Short exercise A: According to the Welch Mountain summit steward article, after how many days of observation did the focus of the work become obvious?

Page extract:

--- Start ---

Welch Mountain Summit Steward by Dick Fortin
Sandwich Range Journal, Summer 1991

As I sit here at the Welch House looking north to Welch and Dickey, watching the cloud cover come and go, engulfing the peaks and then moments later lifting away, each time giving me a new glimpse, I find myself flashing back to the work that has been done and all the people I've met as Welch's Summit Steward.

Starting in June with most of my time concentrated on physical changes that needed to be done on the ledge area, I did not realize the emotional changes that would be taking place in me. I guess that is what stewardship is all about: caring.

The program began with observation time, watching where hikers were going, whether they followed the trail or were drawn-off to other areas and whether the existing trail at the ledge area was working or not. After two days it became obvious where the focus of my work would be.

I delineated a zone that we called the 'revegetation area, an area of high priority that needed protection from our hiking boots. I placed brush around that zone with hopes that hikers would stay out of it. I blocked old bootleg trails with two purposes in mind. The first was to ensure that everyone would use the same trail, the second was to encourage hikers to pass by the revegetation and the Steward, and thereby become aware of Welch' salpine recovery project.

--- End ---

Bounding-box records:
--- Start ---

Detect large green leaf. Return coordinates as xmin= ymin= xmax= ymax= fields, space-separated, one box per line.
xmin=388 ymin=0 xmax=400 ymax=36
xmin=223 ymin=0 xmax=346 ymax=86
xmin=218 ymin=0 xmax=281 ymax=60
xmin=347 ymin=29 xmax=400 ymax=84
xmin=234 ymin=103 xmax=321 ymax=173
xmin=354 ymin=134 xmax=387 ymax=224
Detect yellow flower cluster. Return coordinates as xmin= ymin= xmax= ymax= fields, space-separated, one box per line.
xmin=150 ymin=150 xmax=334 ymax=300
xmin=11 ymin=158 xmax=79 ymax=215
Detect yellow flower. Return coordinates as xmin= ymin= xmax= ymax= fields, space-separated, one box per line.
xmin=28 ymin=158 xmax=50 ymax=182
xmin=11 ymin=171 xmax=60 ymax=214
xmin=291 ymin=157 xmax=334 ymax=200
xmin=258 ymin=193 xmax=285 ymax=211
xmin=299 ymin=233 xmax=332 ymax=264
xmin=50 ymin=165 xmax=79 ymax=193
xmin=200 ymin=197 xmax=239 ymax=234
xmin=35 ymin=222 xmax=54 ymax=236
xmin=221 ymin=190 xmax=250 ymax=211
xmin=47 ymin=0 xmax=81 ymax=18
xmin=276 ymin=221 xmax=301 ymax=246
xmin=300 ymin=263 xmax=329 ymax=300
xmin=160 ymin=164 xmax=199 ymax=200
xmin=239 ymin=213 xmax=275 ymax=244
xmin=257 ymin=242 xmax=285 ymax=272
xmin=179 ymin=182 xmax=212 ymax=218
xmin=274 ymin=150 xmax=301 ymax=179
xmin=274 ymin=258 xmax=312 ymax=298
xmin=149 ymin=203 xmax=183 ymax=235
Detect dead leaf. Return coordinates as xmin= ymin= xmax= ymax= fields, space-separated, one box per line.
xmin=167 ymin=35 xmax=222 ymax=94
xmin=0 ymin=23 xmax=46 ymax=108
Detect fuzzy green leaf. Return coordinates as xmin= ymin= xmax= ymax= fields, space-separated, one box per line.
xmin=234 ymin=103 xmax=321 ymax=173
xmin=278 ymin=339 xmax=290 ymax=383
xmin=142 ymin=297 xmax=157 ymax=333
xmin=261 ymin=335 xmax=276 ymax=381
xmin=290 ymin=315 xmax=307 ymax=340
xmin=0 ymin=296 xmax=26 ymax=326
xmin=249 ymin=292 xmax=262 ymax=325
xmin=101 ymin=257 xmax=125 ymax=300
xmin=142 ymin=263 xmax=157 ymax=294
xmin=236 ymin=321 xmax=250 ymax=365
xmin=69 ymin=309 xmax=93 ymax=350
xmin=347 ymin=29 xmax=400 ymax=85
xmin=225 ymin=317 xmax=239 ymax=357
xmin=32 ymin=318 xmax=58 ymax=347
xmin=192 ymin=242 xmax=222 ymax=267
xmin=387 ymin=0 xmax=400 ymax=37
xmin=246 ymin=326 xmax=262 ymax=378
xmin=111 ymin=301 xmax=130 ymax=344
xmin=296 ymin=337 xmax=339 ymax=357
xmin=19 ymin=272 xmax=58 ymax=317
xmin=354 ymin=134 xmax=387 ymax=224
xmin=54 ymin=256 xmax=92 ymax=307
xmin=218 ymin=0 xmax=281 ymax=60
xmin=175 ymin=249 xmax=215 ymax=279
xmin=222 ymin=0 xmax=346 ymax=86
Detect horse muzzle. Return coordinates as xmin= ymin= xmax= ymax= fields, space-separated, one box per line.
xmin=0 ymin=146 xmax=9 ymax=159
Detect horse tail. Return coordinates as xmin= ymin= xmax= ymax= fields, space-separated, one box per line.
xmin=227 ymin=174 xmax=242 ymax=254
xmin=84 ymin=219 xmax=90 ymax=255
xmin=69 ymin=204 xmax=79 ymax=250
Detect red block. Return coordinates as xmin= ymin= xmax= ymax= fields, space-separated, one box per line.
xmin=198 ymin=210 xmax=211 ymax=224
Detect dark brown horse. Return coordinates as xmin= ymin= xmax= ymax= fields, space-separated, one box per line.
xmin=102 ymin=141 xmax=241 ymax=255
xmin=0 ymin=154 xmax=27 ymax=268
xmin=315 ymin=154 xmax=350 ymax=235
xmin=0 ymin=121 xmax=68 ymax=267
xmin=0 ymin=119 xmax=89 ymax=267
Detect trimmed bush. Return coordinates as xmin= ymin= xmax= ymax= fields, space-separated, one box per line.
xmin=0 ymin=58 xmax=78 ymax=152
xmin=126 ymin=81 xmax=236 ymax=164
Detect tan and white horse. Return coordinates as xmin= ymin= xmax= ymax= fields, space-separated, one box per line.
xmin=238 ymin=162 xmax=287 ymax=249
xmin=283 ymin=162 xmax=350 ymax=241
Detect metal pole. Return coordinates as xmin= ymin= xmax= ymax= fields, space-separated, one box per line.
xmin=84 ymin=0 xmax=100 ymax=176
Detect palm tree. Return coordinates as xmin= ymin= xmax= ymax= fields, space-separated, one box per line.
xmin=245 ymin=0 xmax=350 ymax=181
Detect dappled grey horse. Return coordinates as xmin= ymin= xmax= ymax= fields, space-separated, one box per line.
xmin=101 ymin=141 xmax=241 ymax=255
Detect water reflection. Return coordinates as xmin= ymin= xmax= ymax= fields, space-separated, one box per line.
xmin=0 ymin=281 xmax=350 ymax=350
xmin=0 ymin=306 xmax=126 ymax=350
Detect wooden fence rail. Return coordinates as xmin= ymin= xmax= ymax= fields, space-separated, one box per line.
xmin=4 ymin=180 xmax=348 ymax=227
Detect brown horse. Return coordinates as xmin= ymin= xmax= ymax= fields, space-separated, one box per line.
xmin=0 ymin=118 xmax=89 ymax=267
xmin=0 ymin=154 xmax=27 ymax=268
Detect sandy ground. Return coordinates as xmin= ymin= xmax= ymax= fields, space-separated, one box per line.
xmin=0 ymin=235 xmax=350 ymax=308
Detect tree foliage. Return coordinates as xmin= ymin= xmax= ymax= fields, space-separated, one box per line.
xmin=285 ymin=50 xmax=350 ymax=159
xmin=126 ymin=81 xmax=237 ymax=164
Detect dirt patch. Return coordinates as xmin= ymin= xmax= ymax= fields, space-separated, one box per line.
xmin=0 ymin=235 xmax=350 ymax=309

--- End ---

Short exercise B: Resize the coordinates in the entries from the line containing "Detect dappled grey" through the line containing "xmin=0 ymin=306 xmax=126 ymax=350", inclusive. Reproduce only those lines, requests included, with every coordinate multiplied by 0.95 and rounded to a whole number, halves rounded up.

Complete answer A: After two days.

Complete answer B:
Detect dappled grey horse. Return coordinates as xmin= ymin= xmax= ymax= fields, space-separated, one box per line.
xmin=96 ymin=134 xmax=229 ymax=242
Detect water reflection. Return coordinates as xmin= ymin= xmax= ymax= fields, space-separated, one box per line.
xmin=0 ymin=267 xmax=333 ymax=333
xmin=0 ymin=291 xmax=120 ymax=333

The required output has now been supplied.